> Excerpt
How To Know If You Are At Risk for Hearing Loss
Just as with other health conditions, there are certain factors that place you at higher risk for hearing loss.
Knowing this allows you to take preventative measures, such as regular testing.
Unfortunately, simply getting older contributes to hearing loss.
Over time, exposure to sounds can damage the cells inside your ear with a cumulative effect.
As with other conditions such as heart disease and stroke, hearing loss is also affected, to a certain degree, by your genes.
Scientists are increasingly realizing the important role that heredity plays.
Questioning family members about what your inheritance might have in store for you is important.
Some medications can have a detrimental effect on your hearing.
With any medications, it’s important to know the potential side effects.
Temporary effects, such as ringing in the ears, also called tinnitus,
can result from taking high doses of aspirin, loop diuretics, or anti-malarial drugs.
Diseases or illnesses that result in high fevers can potentially damage the inner ear.
A common one that has this effect is meningitis.

> Description of the task
Can you pick up the text on hearing loss risk factors after its last sentence and carry it forward?

Collected data entries
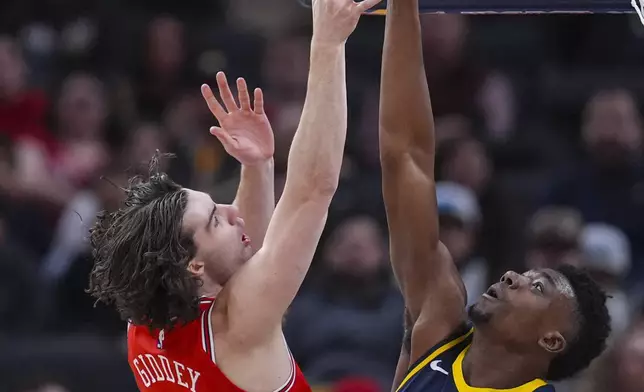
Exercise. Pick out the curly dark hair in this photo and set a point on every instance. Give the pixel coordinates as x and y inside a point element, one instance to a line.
<point>141,254</point>
<point>592,329</point>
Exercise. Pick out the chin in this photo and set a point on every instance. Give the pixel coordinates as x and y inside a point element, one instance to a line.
<point>477,315</point>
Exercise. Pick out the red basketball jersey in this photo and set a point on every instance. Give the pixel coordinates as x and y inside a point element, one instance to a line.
<point>184,360</point>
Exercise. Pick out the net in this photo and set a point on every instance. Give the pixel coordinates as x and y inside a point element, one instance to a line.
<point>520,6</point>
<point>639,9</point>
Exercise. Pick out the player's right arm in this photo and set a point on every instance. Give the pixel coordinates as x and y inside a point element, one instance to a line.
<point>263,290</point>
<point>433,291</point>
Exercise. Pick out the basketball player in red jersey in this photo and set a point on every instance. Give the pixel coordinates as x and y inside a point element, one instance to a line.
<point>204,308</point>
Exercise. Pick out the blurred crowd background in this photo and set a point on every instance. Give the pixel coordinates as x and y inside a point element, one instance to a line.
<point>539,128</point>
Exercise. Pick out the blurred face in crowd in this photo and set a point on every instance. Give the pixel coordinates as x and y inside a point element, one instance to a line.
<point>166,49</point>
<point>12,68</point>
<point>286,67</point>
<point>458,237</point>
<point>630,361</point>
<point>144,141</point>
<point>469,165</point>
<point>82,107</point>
<point>356,247</point>
<point>452,126</point>
<point>612,128</point>
<point>552,253</point>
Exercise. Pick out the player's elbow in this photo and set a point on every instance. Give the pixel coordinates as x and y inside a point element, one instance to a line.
<point>324,186</point>
<point>319,189</point>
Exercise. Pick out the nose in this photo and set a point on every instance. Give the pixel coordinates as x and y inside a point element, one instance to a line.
<point>511,279</point>
<point>233,216</point>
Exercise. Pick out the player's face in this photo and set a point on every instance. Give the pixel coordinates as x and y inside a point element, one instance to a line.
<point>222,246</point>
<point>529,311</point>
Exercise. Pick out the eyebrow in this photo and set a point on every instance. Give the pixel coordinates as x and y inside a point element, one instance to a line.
<point>212,215</point>
<point>549,278</point>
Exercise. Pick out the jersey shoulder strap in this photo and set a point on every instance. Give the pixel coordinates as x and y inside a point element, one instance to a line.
<point>456,341</point>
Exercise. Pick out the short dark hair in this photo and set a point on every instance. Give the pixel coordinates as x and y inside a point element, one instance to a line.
<point>592,329</point>
<point>141,254</point>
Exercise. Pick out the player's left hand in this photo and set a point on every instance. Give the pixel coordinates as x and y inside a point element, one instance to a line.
<point>244,131</point>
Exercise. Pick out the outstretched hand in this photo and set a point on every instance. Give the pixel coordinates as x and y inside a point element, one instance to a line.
<point>244,131</point>
<point>335,20</point>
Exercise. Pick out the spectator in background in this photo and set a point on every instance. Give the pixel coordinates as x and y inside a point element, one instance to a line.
<point>465,161</point>
<point>553,238</point>
<point>68,264</point>
<point>607,257</point>
<point>620,369</point>
<point>23,294</point>
<point>164,68</point>
<point>459,219</point>
<point>285,68</point>
<point>80,151</point>
<point>349,323</point>
<point>22,110</point>
<point>609,185</point>
<point>457,80</point>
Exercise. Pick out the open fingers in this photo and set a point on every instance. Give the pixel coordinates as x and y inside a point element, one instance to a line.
<point>259,101</point>
<point>367,4</point>
<point>226,94</point>
<point>222,135</point>
<point>213,103</point>
<point>242,93</point>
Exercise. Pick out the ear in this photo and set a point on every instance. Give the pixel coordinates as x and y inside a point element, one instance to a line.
<point>553,342</point>
<point>196,267</point>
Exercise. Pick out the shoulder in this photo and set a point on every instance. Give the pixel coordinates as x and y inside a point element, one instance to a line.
<point>458,338</point>
<point>546,388</point>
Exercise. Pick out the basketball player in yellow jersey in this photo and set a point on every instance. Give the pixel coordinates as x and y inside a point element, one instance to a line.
<point>529,328</point>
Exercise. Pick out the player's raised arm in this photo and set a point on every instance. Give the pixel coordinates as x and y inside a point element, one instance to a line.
<point>246,134</point>
<point>265,286</point>
<point>424,270</point>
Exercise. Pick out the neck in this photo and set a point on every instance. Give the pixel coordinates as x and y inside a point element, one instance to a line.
<point>507,370</point>
<point>209,289</point>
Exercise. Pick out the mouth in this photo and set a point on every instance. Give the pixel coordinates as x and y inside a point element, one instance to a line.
<point>492,294</point>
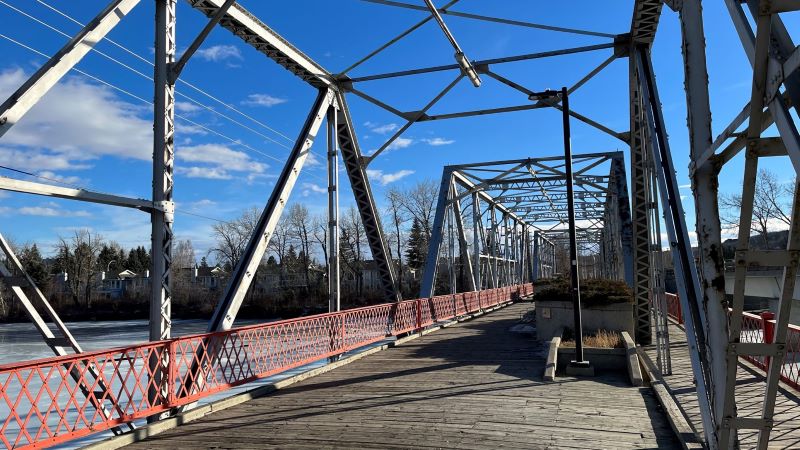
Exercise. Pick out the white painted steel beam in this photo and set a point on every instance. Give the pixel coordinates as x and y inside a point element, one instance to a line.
<point>40,83</point>
<point>28,187</point>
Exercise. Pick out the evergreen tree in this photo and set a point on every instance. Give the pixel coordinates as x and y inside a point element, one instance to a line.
<point>34,265</point>
<point>109,259</point>
<point>416,250</point>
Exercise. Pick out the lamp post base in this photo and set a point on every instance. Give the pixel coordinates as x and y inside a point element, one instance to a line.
<point>580,369</point>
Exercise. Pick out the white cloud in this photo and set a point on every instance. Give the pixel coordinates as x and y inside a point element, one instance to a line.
<point>309,188</point>
<point>187,107</point>
<point>219,53</point>
<point>386,178</point>
<point>400,143</point>
<point>204,203</point>
<point>217,162</point>
<point>265,100</point>
<point>438,141</point>
<point>76,122</point>
<point>210,173</point>
<point>381,129</point>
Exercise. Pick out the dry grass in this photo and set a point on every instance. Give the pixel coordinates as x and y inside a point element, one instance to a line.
<point>601,339</point>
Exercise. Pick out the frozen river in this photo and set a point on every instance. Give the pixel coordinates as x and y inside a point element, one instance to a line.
<point>21,342</point>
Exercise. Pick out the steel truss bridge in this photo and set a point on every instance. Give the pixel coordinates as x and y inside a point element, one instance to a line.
<point>111,389</point>
<point>501,221</point>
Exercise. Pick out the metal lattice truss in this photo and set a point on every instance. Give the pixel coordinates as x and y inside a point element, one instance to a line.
<point>510,221</point>
<point>502,221</point>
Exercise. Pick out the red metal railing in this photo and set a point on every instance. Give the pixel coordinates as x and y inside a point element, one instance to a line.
<point>43,405</point>
<point>760,329</point>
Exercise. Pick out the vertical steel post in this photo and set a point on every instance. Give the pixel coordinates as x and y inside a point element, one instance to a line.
<point>334,299</point>
<point>476,240</point>
<point>573,244</point>
<point>163,165</point>
<point>536,256</point>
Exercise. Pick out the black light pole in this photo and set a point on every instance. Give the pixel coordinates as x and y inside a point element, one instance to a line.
<point>582,366</point>
<point>573,244</point>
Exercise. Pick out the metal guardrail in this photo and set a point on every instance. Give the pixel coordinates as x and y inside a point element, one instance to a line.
<point>759,329</point>
<point>46,407</point>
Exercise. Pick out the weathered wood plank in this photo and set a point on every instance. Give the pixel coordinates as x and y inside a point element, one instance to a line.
<point>470,386</point>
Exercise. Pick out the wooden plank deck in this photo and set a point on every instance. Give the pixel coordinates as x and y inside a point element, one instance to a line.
<point>749,397</point>
<point>472,385</point>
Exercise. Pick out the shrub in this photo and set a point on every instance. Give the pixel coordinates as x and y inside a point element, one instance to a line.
<point>601,339</point>
<point>594,291</point>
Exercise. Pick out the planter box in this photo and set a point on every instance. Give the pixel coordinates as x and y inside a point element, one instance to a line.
<point>601,358</point>
<point>552,316</point>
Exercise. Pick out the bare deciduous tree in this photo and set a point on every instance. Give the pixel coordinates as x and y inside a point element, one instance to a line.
<point>771,206</point>
<point>352,236</point>
<point>298,221</point>
<point>319,232</point>
<point>398,216</point>
<point>77,257</point>
<point>420,201</point>
<point>183,257</point>
<point>232,237</point>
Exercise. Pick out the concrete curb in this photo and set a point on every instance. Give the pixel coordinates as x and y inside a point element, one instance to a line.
<point>675,415</point>
<point>632,360</point>
<point>153,429</point>
<point>552,359</point>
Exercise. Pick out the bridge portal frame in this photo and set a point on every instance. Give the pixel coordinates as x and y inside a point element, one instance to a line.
<point>529,196</point>
<point>775,60</point>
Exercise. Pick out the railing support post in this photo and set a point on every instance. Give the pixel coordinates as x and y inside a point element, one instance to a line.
<point>172,373</point>
<point>419,314</point>
<point>768,330</point>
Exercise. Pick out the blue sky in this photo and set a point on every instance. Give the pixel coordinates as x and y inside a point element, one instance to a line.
<point>89,134</point>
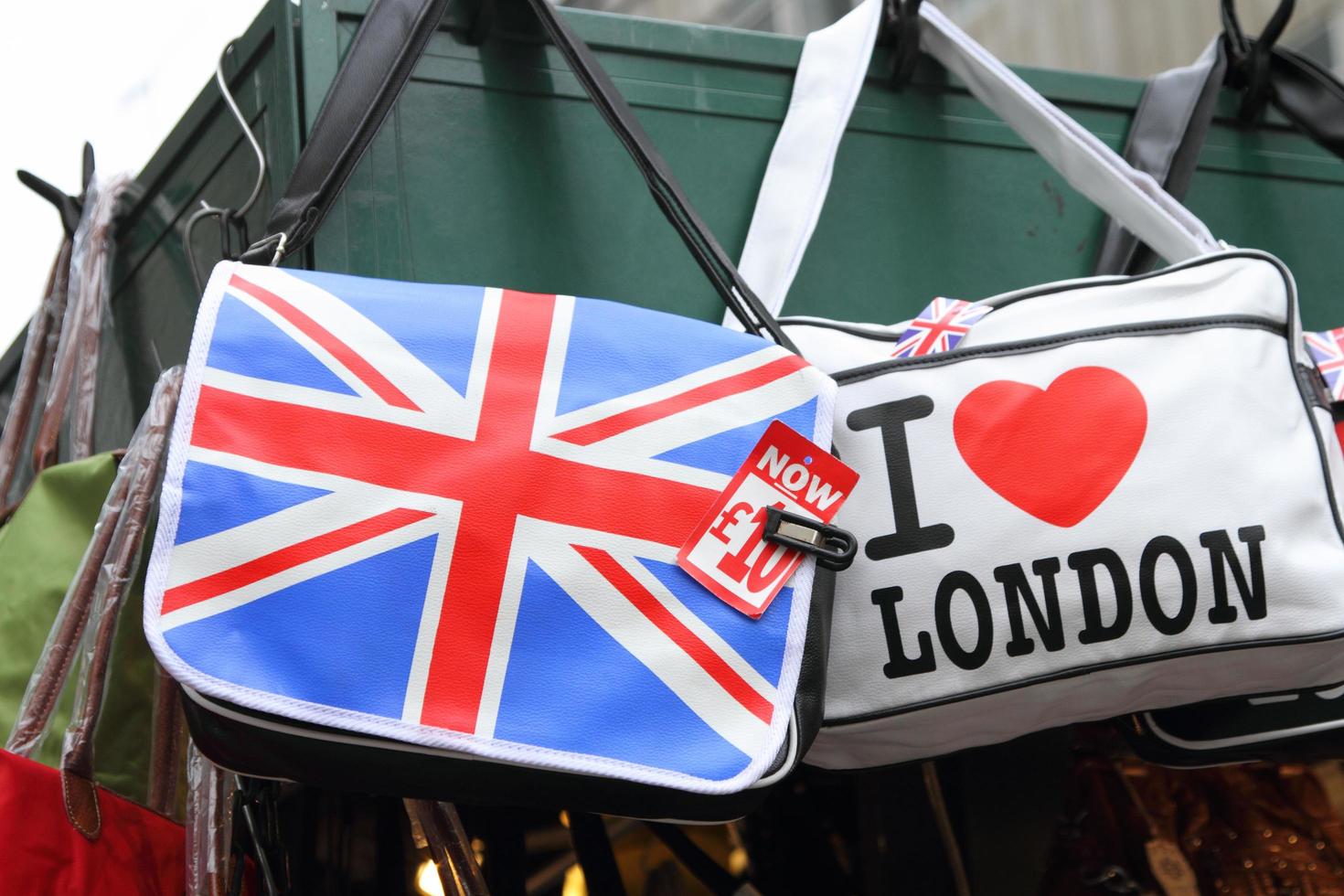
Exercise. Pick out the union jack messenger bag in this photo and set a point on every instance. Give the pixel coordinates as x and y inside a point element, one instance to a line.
<point>1075,500</point>
<point>422,540</point>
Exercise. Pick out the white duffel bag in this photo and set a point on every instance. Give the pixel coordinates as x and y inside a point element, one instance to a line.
<point>1112,495</point>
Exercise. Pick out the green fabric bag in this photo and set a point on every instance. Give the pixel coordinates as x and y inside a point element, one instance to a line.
<point>40,549</point>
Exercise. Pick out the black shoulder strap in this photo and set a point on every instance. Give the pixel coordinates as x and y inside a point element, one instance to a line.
<point>1172,121</point>
<point>375,70</point>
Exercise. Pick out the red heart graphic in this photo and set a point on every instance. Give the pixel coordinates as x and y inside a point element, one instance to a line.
<point>1055,453</point>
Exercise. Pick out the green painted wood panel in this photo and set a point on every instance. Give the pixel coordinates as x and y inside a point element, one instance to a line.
<point>495,168</point>
<point>206,156</point>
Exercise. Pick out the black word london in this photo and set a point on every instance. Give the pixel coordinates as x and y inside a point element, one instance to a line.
<point>1031,601</point>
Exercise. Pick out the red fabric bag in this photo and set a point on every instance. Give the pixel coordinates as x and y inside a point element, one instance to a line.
<point>133,852</point>
<point>60,832</point>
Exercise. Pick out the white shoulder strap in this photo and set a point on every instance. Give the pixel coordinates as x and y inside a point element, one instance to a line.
<point>831,71</point>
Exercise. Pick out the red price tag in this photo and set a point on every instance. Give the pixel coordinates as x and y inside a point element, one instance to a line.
<point>728,554</point>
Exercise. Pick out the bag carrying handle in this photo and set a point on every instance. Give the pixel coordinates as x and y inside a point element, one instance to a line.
<point>1172,121</point>
<point>831,71</point>
<point>377,68</point>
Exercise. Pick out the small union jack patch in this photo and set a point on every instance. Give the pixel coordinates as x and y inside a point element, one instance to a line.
<point>940,326</point>
<point>1328,352</point>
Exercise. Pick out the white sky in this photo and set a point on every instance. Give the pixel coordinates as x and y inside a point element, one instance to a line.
<point>116,74</point>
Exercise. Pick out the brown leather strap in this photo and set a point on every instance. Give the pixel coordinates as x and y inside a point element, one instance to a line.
<point>167,744</point>
<point>142,468</point>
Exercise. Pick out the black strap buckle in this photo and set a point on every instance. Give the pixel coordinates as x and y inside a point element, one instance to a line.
<point>831,546</point>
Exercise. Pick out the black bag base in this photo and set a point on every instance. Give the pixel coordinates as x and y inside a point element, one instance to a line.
<point>263,746</point>
<point>1296,726</point>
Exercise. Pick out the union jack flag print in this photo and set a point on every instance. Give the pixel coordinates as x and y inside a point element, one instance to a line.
<point>451,515</point>
<point>938,326</point>
<point>1328,352</point>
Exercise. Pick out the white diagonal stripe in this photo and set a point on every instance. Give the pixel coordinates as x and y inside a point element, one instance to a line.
<point>698,626</point>
<point>637,635</point>
<point>243,543</point>
<point>506,623</point>
<point>317,480</point>
<point>460,422</point>
<point>705,377</point>
<point>302,572</point>
<point>366,338</point>
<point>711,418</point>
<point>428,633</point>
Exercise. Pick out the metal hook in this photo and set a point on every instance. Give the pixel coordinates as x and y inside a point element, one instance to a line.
<point>901,26</point>
<point>1250,58</point>
<point>230,219</point>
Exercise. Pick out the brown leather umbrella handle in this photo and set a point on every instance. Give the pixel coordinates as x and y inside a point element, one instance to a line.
<point>140,469</point>
<point>58,658</point>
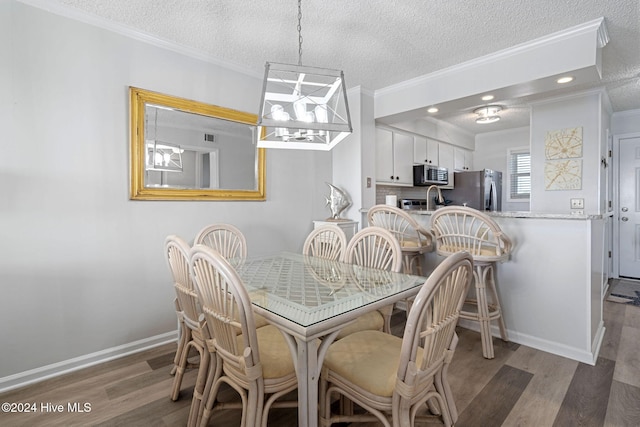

> Task result
Occupations which regularly have high levels of noise can certainly negatively impact your hearing.
Where advisable and safe, earplugs may be a protective measure you can take.
Finally, something that you are likely to have a higher degree of control over than other factors,
is the levels of sound experienced from recreational noises.
Anything from explosives and firearms, to car engines and loud music can impact your hearing.
Immediate and permanent hearing loss can even occur from some of these activities.
As with any other part of your body, your ears can be affected by a variety of factors.
By keeping these factors in mind, and taking the steps to prevent and treat hearing loss,
you can maintain the highest level of hearing health, and thereby quality of life, possible.